• EXERCISE OBJECTIVE
Where does "below" occur in the listing? Copy every line that holds it.

• SUPPLIED RECORDS
====

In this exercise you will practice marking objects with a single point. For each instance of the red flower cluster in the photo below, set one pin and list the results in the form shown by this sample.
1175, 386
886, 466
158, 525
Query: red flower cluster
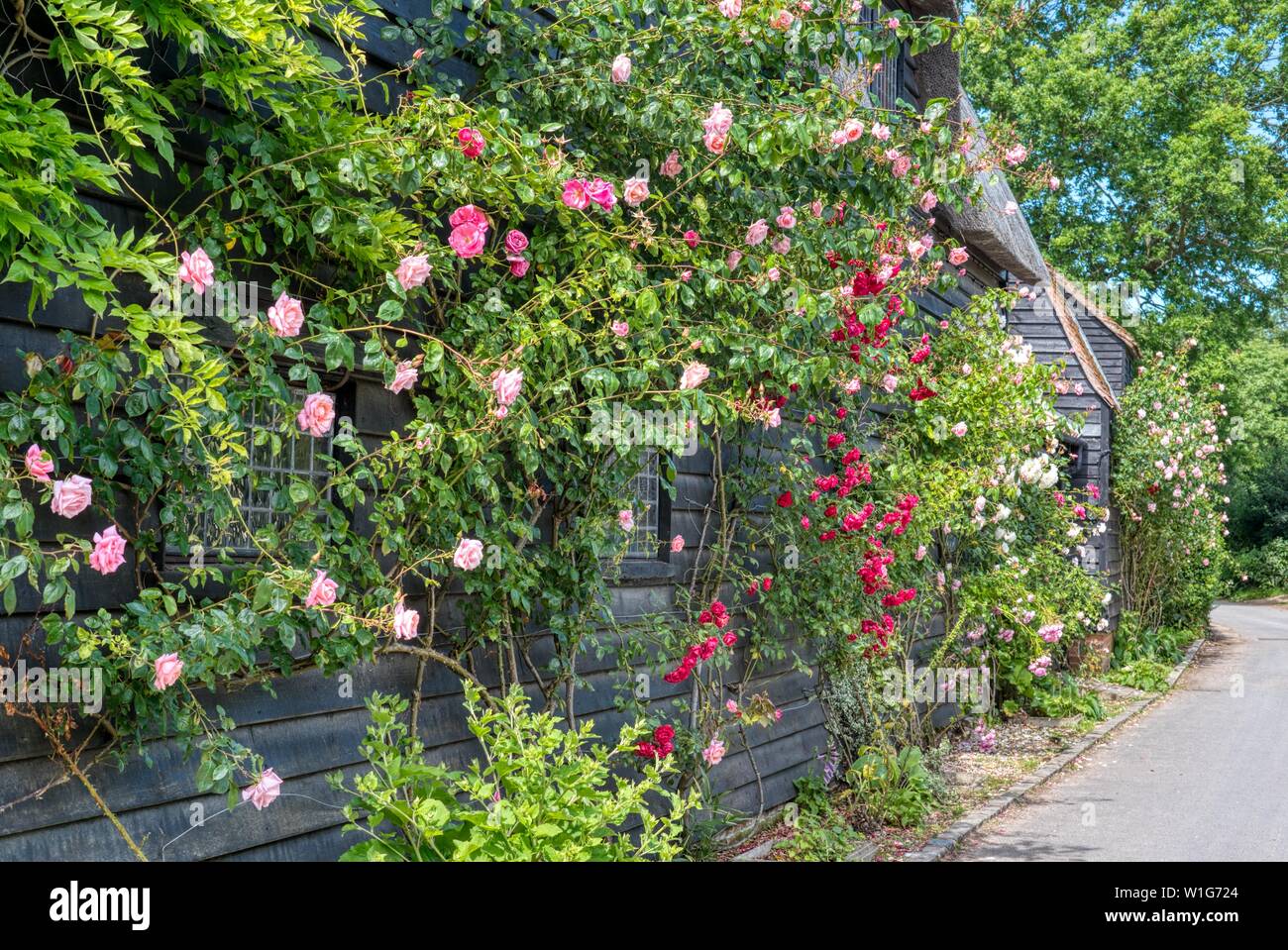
662, 744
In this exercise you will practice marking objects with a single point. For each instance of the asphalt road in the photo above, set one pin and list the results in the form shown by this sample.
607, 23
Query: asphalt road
1198, 777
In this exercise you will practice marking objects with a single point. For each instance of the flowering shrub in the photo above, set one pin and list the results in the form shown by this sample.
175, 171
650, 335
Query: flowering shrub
542, 793
1168, 476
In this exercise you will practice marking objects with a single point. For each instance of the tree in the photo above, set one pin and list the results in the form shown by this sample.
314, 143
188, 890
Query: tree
1166, 119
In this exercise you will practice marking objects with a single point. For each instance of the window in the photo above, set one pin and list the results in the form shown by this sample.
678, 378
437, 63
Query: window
269, 465
645, 492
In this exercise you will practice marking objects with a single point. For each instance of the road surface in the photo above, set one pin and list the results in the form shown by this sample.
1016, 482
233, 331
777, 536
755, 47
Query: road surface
1199, 777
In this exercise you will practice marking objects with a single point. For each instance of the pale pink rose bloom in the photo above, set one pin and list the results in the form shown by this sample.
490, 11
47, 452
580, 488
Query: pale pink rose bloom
40, 467
469, 554
165, 671
108, 551
412, 270
575, 194
197, 269
713, 753
695, 374
601, 193
404, 377
468, 240
515, 241
286, 316
506, 383
404, 622
71, 495
263, 792
635, 190
321, 591
317, 413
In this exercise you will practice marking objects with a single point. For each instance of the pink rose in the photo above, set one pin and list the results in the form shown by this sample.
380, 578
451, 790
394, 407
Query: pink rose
71, 495
515, 241
469, 554
165, 671
695, 374
263, 792
575, 193
40, 467
404, 622
601, 193
321, 591
197, 269
635, 190
404, 377
412, 270
286, 316
468, 240
316, 415
108, 551
472, 142
506, 383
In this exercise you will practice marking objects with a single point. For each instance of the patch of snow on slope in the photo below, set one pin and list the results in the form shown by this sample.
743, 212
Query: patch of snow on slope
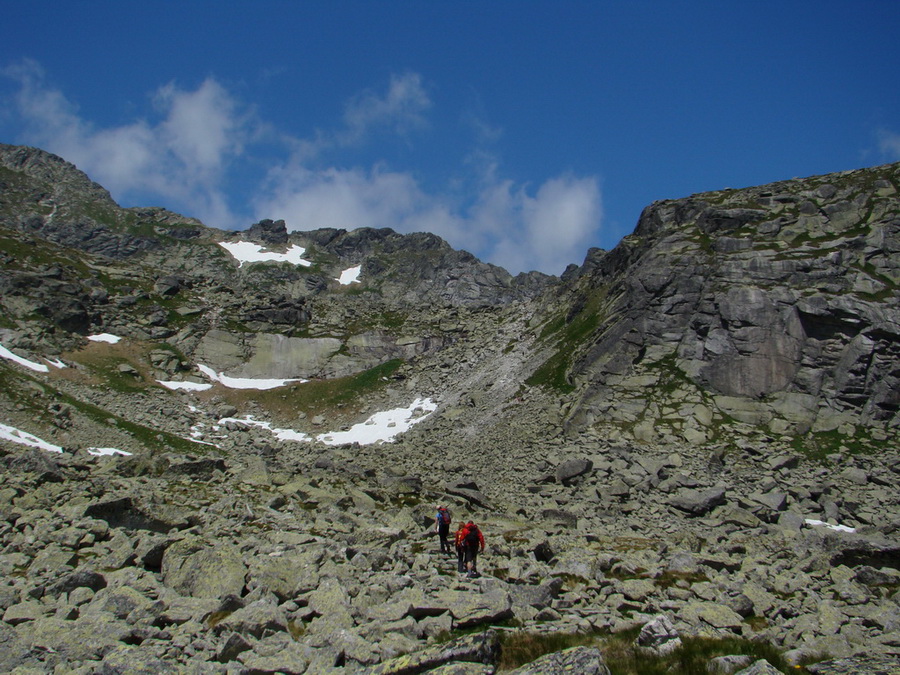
6, 354
247, 251
244, 382
23, 438
349, 276
382, 427
104, 337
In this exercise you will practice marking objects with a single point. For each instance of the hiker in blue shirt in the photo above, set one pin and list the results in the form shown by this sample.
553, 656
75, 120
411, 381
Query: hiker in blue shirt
442, 526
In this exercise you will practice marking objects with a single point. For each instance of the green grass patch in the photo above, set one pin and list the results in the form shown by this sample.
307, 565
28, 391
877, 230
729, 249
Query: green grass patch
321, 396
569, 332
624, 658
818, 445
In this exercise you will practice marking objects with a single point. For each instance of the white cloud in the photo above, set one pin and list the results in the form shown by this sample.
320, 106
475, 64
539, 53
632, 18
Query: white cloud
399, 110
181, 158
184, 156
507, 226
889, 144
201, 127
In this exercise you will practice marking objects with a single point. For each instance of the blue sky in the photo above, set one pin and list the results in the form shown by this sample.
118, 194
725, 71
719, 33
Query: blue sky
524, 132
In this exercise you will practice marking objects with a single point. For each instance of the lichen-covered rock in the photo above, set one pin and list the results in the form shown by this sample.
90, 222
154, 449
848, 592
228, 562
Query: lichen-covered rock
586, 660
202, 569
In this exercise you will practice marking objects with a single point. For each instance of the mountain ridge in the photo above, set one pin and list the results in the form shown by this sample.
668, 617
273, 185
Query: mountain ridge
716, 392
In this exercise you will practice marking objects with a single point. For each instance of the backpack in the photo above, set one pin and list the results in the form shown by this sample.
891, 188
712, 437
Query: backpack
470, 539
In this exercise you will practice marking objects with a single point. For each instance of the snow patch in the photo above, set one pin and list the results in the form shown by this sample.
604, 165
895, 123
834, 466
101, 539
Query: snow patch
247, 251
349, 276
6, 354
244, 382
382, 427
23, 438
109, 338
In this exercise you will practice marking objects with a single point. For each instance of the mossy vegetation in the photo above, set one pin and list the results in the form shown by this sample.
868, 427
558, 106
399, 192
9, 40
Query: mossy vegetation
818, 445
325, 397
567, 332
623, 658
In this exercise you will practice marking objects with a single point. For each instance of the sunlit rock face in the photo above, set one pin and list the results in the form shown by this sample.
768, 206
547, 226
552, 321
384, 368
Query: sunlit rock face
223, 451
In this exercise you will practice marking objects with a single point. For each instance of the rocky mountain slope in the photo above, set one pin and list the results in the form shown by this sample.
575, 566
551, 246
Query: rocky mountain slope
700, 425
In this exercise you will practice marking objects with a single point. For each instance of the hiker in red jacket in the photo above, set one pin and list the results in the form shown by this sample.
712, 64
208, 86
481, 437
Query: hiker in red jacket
473, 544
460, 548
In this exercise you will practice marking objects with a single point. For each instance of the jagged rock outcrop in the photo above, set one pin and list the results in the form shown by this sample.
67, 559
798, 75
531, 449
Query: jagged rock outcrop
774, 305
690, 435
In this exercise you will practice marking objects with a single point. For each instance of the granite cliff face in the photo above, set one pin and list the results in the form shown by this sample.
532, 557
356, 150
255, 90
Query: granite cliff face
694, 434
775, 306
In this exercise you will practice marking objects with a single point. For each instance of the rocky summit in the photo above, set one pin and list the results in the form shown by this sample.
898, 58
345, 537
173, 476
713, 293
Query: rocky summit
222, 452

====

• PROBLEM SOLUTION
In this exercise you will practice marking objects with a single point. For each instance of the red flower cluster in the photo below, set one pin and list the results in the form shown by this sample.
In this exercise you will practice marking objects with a single point. For each instance of the patch of snow on slope in the photo below, set one pin and list the results in the form shown by this sample.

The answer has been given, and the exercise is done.